- [Aim of the task]:
For each of the statements 1., 2. and 3. below, say yes or no to whether it agrees with the text about migrant children in Russian schools, and quote the words of the text that settle it. 1. Women who keep house meet the outside world practically only at schools. 2. The main problem migrant children have at school is adjusting to new norms of behavior. 3. Integration into the Russian context usually comes through attending secondary school.
══ Text provided ══
The teachers and school’s administration translate new norms of behavior to the migrant families through talk about children’s upbringing. The socialization experience through schools is especially important for women, who don’t work and hardly interact with the outer (outside the family) world. Women-housekeepers face the “outer” world practically only at schools. School as an institute (and parental networks which form around the school) serve them as a one of the significant sources of information about the life beyond their house. 

The main migrant children’s problem at school is their poor Russian language skills. The adaptation strategies are connected with a child’s age at the moment of moving and the extent of integration into the Russian social environment, also with his or her socialization experience. The more the children are integrated into the Russian context, the higher the probability of their easier and faster adaptation to the school environment is. The integration usually occurs through kindergarten or at least primary school attendance.
═══
══ Data for review ══
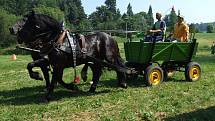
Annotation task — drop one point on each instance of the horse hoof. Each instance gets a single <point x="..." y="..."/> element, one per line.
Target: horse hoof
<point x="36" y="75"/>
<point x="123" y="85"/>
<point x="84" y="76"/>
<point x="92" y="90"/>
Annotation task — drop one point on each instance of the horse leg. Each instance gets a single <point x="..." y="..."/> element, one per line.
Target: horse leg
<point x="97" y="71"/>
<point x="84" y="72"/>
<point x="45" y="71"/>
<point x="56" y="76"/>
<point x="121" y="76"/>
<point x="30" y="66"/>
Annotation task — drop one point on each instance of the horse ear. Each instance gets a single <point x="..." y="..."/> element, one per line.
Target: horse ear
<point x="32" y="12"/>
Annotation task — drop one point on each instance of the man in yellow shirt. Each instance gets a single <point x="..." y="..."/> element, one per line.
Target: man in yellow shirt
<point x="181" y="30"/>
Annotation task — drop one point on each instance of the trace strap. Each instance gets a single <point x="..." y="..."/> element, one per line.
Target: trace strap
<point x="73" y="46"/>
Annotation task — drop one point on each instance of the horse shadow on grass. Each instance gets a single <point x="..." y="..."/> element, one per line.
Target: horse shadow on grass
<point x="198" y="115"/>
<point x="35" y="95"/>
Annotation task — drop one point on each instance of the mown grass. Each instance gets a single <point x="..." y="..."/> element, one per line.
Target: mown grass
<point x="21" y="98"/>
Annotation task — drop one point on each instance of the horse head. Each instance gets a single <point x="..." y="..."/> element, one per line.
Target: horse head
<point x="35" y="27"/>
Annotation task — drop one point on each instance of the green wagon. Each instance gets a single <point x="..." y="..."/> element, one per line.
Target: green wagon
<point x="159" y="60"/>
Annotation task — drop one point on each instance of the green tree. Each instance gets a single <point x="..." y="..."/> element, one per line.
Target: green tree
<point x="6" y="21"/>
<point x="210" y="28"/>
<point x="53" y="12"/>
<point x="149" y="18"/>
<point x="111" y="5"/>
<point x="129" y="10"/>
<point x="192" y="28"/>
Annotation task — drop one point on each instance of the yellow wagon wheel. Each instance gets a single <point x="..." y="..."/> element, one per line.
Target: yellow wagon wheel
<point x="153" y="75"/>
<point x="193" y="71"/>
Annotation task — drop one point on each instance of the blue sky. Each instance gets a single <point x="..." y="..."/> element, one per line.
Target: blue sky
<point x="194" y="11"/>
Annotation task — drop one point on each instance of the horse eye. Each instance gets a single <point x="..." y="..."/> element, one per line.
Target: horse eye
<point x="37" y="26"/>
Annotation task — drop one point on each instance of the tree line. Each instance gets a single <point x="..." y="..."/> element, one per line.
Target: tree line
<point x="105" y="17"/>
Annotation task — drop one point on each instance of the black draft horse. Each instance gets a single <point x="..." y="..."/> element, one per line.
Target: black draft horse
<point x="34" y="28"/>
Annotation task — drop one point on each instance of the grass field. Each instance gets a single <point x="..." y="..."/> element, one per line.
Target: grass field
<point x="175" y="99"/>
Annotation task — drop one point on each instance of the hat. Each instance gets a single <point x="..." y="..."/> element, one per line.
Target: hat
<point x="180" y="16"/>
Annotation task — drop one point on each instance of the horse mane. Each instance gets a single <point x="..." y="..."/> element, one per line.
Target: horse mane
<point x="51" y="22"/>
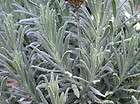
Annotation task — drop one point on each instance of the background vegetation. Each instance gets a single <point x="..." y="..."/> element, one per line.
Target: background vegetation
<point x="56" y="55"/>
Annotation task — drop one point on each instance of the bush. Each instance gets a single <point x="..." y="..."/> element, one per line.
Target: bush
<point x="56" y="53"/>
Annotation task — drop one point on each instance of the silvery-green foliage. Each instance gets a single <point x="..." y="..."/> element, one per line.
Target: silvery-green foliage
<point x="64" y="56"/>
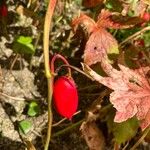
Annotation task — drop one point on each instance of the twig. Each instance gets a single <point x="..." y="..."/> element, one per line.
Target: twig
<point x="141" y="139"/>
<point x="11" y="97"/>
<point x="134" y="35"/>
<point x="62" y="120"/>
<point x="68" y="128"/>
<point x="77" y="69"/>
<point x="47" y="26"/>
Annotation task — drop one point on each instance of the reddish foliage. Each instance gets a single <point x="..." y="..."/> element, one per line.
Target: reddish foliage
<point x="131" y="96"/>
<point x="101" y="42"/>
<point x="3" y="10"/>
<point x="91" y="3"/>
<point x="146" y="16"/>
═══
══ Data for review ══
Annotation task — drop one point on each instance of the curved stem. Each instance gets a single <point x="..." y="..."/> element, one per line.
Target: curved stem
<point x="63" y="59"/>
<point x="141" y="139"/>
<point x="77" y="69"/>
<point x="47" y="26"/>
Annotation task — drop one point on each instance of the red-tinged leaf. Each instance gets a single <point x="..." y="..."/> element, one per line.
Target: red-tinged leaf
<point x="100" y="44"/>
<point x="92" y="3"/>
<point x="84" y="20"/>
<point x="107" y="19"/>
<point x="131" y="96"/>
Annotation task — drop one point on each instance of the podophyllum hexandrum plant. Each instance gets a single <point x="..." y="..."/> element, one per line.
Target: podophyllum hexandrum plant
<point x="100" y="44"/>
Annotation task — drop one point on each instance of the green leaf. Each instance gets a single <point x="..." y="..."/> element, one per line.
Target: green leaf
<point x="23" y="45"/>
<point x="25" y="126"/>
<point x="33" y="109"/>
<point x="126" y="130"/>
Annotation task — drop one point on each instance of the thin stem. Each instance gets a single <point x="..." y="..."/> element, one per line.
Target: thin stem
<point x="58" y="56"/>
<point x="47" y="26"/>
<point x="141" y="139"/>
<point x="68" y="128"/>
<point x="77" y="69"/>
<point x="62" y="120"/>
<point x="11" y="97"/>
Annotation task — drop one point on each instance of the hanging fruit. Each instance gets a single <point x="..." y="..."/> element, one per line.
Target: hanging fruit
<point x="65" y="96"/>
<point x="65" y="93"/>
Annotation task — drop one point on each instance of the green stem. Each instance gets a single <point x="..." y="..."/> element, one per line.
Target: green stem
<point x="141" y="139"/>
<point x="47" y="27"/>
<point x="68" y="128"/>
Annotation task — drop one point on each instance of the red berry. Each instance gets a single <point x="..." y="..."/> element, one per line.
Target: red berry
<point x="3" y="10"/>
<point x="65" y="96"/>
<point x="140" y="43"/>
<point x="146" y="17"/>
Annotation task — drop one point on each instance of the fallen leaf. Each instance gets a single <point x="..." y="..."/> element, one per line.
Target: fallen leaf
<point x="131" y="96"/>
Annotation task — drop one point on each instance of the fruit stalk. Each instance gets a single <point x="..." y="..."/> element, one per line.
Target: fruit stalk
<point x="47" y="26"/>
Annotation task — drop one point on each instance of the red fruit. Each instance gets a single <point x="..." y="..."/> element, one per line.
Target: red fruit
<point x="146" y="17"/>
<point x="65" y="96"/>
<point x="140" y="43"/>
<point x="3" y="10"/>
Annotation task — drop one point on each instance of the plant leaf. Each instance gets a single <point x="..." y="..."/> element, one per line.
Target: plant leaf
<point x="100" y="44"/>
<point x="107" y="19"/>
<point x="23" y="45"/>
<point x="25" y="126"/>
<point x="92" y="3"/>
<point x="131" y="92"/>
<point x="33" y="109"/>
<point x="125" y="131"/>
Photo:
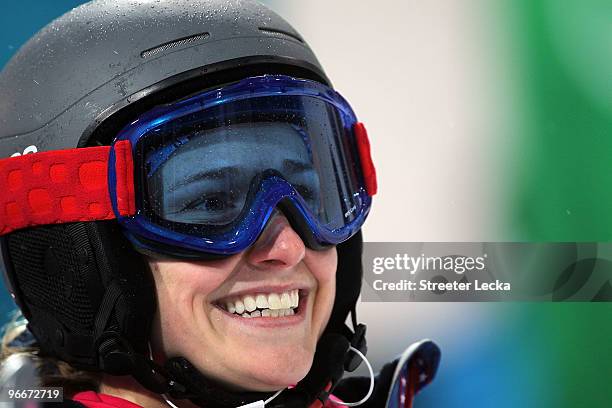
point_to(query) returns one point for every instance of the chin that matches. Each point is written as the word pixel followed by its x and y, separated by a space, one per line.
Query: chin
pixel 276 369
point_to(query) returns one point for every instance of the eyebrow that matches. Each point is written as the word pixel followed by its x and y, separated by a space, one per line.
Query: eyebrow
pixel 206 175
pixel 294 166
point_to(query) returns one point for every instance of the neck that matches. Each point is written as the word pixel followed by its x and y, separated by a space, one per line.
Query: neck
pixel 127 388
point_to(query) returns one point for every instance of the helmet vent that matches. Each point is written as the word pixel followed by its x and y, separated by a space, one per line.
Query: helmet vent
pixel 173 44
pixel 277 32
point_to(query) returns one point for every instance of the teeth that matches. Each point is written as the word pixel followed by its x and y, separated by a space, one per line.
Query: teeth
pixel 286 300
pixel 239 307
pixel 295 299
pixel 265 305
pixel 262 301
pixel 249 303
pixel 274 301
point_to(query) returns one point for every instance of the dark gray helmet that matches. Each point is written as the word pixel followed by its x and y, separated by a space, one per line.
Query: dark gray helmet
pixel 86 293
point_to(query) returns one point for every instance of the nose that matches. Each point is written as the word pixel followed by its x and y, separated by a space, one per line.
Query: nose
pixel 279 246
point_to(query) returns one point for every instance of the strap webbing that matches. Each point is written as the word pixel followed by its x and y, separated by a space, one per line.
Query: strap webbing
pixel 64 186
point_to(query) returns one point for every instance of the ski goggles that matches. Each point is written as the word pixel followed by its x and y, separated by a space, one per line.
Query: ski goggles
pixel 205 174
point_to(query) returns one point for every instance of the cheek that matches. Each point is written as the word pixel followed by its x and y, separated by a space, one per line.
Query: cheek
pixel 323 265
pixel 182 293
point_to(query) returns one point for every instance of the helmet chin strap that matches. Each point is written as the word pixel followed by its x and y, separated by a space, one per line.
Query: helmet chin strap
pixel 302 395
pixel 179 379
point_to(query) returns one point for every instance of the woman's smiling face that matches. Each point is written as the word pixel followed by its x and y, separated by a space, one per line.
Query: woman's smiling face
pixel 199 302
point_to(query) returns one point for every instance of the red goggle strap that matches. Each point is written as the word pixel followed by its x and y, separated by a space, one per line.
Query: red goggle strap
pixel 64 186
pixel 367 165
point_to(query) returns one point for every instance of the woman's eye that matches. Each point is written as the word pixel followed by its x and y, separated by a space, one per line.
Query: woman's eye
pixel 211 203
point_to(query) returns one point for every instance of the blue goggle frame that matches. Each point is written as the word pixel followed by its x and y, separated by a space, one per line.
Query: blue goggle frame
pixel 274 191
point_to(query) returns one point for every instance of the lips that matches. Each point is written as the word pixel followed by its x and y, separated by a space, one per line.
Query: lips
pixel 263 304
═══
══ Data for review ══
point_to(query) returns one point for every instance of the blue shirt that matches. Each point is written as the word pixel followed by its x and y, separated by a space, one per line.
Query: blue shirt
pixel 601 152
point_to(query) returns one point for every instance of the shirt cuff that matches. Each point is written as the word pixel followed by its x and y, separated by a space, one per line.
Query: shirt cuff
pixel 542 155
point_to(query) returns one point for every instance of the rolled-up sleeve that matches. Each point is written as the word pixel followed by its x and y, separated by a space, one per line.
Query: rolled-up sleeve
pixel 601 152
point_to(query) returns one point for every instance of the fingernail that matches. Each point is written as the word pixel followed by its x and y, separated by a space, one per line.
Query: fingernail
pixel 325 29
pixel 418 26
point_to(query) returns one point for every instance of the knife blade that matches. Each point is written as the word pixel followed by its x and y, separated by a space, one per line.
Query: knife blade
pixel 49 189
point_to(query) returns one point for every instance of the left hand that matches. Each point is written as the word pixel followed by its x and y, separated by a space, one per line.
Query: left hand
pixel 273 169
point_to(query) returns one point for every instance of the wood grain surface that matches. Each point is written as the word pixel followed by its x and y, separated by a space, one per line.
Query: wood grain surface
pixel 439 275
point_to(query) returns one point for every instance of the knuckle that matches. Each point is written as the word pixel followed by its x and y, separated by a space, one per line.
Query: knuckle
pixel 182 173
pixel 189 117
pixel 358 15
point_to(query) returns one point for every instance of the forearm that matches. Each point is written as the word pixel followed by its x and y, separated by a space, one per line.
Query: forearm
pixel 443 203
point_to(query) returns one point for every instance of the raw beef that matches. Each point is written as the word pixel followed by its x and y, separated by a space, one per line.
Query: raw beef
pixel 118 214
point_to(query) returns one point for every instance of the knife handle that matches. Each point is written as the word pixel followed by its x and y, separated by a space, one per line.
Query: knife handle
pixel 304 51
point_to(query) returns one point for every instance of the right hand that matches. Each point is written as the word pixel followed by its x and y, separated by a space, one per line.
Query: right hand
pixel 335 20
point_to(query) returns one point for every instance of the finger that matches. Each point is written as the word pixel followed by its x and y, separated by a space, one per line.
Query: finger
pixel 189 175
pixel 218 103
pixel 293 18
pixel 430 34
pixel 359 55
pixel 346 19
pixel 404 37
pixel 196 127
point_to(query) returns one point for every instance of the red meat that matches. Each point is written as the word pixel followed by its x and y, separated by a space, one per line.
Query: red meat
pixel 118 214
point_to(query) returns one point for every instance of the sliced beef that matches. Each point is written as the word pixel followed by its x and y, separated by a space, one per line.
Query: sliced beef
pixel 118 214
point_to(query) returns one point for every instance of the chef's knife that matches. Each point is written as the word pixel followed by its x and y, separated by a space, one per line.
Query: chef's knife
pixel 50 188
═══
- [Answer space]:
1. Yes: "Women-housekeepers face the “outer” world practically only at schools."
2. No: "The main migrant children’s problem at school is their poor Russian language skills."
3. No: "The integration usually occurs through kindergarten or at least primary school attendance."